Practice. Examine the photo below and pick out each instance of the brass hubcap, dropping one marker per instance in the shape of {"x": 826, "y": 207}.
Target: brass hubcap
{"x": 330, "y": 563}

--

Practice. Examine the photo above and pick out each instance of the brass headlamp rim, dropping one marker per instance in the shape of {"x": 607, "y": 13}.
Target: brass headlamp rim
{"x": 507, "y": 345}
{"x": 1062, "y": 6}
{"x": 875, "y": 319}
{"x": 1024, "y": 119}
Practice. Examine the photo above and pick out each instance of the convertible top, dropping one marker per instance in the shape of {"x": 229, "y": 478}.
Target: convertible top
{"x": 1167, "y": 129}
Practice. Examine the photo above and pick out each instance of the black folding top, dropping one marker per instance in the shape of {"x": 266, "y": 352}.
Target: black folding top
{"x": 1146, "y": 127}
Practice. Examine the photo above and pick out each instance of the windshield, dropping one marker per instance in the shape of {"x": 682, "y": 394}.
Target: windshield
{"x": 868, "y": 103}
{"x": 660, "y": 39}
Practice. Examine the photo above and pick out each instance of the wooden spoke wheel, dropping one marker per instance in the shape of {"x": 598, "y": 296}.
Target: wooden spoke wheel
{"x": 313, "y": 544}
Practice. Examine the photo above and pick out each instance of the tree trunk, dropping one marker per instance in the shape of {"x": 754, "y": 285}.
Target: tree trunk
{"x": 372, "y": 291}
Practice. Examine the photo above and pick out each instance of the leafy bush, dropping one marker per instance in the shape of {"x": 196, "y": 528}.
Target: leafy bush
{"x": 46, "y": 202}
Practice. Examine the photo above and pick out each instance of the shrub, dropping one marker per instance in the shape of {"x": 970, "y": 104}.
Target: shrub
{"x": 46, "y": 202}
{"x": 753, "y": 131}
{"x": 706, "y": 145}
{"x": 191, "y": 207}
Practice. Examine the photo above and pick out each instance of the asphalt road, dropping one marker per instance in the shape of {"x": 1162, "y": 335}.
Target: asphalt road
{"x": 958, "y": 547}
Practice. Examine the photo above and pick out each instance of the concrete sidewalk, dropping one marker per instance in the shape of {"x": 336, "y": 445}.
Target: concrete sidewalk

* * *

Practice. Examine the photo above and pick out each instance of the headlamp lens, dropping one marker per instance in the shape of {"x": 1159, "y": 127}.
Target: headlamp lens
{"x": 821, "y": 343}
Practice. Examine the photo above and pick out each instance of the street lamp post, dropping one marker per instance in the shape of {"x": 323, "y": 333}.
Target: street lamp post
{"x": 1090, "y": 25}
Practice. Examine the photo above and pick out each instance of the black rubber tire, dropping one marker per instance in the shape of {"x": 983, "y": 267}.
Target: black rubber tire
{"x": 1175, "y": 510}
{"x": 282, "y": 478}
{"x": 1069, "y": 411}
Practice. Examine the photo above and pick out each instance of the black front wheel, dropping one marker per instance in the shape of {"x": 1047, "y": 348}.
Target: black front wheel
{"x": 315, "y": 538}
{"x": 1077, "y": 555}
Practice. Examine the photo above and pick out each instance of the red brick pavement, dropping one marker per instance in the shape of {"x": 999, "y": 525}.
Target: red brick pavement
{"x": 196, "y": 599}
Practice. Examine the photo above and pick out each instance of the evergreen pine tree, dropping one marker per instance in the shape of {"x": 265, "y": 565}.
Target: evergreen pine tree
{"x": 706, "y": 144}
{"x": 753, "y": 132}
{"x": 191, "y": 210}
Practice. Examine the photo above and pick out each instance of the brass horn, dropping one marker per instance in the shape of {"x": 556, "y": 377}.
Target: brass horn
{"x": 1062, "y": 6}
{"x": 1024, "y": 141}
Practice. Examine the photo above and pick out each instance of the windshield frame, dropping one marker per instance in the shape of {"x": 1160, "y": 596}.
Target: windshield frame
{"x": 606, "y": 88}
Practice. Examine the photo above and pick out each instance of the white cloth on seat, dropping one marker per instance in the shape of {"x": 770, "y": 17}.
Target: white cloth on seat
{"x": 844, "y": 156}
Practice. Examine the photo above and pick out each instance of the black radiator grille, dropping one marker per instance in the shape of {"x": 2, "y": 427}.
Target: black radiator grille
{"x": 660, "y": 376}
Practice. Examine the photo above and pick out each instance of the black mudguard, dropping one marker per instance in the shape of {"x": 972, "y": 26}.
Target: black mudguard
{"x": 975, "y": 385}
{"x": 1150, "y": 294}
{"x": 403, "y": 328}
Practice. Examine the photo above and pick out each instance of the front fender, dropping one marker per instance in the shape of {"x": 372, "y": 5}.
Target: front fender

**Given request**
Reproduce the listing above word for word, starting at the line that contains "windshield frame, dropping" and stopping after the line that contains "Target: front fender".

**Problem solution**
Practice. Examine the photo above and pick out each instance of the windshield frame, dropping one marker per instance in the shape of {"x": 1160, "y": 596}.
Target: windshield frame
{"x": 606, "y": 88}
Practice. Examine the photo above and pick out each instance of the white cloth on seat, dropping one marker per instance in the shape of {"x": 770, "y": 17}.
Target: white cloth on seat
{"x": 844, "y": 156}
Practice. Examine the photo above and pick out each instance of the black radiator grille, dropping one marker per instance in the shape of {"x": 2, "y": 427}.
Target: black radiator grille
{"x": 660, "y": 376}
Practice. Examine the photo above and pick out each instance of the black mudguard, dropping one marker per instance in the shape of {"x": 972, "y": 26}.
Target: black mudguard
{"x": 975, "y": 385}
{"x": 1150, "y": 294}
{"x": 403, "y": 328}
Practice. Examine the photo above and pick out each instance of the front fender, dropping one marker per instance in the shape of {"x": 372, "y": 5}.
Target: front fender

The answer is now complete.